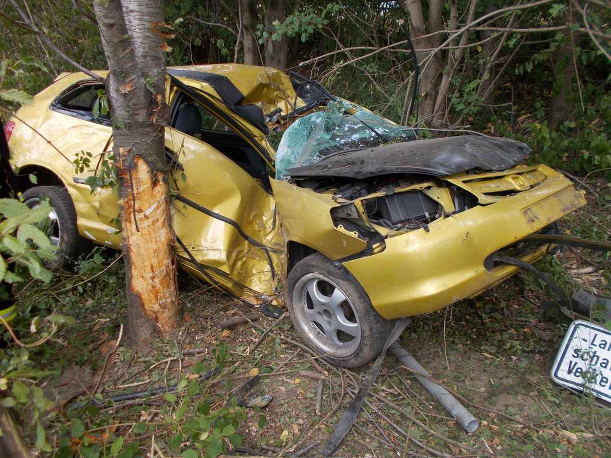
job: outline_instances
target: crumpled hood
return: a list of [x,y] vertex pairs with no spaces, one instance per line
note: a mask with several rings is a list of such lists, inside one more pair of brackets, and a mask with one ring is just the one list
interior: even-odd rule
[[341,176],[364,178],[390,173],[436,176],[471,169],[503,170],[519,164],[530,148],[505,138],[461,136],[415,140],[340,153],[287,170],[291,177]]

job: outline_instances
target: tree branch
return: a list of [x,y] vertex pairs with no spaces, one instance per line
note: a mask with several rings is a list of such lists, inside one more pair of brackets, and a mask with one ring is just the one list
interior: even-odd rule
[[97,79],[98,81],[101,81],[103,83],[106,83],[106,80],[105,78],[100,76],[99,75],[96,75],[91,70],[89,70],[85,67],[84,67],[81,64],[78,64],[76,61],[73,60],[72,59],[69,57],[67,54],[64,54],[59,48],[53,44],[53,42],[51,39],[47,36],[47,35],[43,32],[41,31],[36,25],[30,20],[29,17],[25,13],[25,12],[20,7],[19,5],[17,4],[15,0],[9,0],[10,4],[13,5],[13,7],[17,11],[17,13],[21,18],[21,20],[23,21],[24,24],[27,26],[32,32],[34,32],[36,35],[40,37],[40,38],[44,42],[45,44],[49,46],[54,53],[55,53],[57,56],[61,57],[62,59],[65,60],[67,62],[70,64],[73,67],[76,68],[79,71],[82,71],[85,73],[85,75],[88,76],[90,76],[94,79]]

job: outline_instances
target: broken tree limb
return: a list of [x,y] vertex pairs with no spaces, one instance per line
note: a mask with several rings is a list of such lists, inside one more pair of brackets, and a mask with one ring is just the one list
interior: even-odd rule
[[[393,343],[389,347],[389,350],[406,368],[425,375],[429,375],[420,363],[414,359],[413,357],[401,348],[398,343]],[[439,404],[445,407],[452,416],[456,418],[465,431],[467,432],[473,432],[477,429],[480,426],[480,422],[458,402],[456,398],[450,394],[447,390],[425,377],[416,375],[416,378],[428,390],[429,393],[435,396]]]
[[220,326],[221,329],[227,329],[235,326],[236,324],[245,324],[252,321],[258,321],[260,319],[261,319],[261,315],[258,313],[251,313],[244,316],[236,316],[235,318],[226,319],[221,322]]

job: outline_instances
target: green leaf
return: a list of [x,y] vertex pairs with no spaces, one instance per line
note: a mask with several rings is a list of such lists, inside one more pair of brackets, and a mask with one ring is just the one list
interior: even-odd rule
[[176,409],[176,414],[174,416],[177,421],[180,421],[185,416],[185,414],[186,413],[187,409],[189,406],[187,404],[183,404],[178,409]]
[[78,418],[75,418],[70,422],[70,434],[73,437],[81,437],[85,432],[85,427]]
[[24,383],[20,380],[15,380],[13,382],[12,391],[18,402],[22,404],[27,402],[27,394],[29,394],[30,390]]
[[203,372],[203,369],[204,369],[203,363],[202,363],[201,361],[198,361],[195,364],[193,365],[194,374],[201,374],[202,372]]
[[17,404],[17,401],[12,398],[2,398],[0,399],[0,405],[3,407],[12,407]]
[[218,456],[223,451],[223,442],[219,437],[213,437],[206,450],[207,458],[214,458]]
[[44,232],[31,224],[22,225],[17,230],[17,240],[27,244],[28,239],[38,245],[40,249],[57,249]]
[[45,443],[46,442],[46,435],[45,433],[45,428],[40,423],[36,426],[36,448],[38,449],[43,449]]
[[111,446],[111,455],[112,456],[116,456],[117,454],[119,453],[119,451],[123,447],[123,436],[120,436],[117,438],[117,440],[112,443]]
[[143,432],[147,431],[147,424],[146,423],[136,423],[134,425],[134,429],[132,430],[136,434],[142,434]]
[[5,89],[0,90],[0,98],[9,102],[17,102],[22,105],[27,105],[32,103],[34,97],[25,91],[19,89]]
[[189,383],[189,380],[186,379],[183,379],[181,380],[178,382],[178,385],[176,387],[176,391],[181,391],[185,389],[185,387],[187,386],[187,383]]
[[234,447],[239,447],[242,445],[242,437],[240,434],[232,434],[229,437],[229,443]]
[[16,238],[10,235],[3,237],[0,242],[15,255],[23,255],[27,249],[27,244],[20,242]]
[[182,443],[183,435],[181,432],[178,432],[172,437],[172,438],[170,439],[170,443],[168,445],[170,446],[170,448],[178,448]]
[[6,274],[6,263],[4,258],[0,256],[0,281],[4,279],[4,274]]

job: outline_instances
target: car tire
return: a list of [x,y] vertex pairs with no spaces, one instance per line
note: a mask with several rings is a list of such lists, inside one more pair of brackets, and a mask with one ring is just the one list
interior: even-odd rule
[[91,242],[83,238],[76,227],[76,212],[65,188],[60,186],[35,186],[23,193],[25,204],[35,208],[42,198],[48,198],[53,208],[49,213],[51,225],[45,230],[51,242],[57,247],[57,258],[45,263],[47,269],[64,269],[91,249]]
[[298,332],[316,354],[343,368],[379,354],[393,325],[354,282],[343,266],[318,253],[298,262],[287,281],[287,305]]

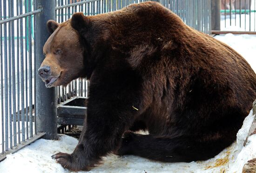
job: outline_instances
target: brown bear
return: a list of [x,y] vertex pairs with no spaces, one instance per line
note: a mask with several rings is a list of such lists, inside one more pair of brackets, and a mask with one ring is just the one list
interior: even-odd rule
·····
Count the lines in the records above that contain the string "target", treating uppercase and lowercase letters as distinct. Reply with the number alone.

### RESULT OF THE EXERCISE
6